* _Written instruction_: Output the items below as a two-column CSV with the header instruction,points. Give one row for each instruction with its answer, put each field in double quotes with line breaks replaced by spaces, and leave out the pictures.

* _Records to use_:
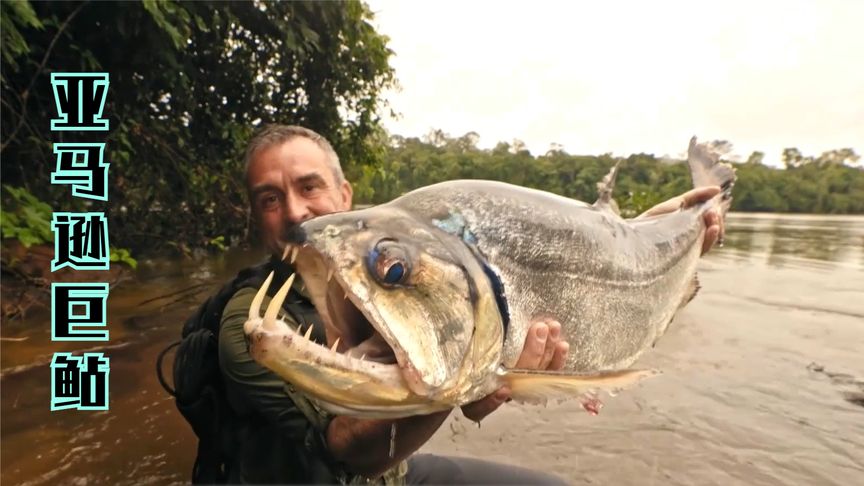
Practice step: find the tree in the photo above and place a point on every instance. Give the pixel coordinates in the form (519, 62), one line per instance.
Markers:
(189, 83)
(756, 158)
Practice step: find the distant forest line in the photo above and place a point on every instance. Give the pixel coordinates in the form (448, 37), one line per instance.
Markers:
(830, 183)
(190, 81)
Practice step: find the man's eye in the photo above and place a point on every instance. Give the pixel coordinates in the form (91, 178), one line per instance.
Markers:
(269, 201)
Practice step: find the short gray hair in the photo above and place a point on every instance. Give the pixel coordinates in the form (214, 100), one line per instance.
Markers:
(271, 135)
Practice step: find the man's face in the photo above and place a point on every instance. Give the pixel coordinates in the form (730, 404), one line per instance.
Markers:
(290, 183)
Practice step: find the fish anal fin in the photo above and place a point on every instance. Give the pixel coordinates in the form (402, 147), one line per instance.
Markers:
(692, 290)
(604, 191)
(528, 386)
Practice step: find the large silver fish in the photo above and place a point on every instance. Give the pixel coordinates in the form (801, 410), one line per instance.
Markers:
(438, 288)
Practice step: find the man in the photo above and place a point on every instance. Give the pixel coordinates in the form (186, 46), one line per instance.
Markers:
(293, 175)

* _Task response_:
instruction,points
"Practice step: find the tree in the photo above and place a point on every instance. Give the pixel coordinates in the form (519, 62), one line per instance. Markers:","(189, 83) (756, 158)"
"Practice step: find the distant forest line in the photo above and place a point on every instance. Give the pixel coordinates in the form (448, 37), one line per instance. Markers:","(830, 183) (190, 81)"
"Practice step: find the man's eye in the photo above and place a point on every instance. Give the pixel coordinates in the form (91, 178), one line per instance. Markers:","(269, 201)"
"Practice step: find the short gray hair in the photo above and place a point on every instance. Give the pixel coordinates in the form (214, 100), one line per instance. Markers:","(271, 135)"
"Practice step: find the man's face in the photo above and place a point on every instance. Give the pixel coordinates in the form (730, 404), one line per instance. Markers:","(290, 183)"
"Practice step: find the fish anal fin in the photo above and place a point on every instance. Give the pixel coordinates in the form (402, 147), one line per instance. Markers:","(692, 290) (604, 191) (528, 386)"
"Practice step: find the large silver fish in the photo above and place a point on every instance. Give the pixel coordinates in the form (801, 410), one line per instance. Markers:","(438, 288)"
"Practice step: find the man in the photo above and place a point on every instance. Give the pixel coordinates in the form (186, 46), one line per instance. Markers:","(293, 175)"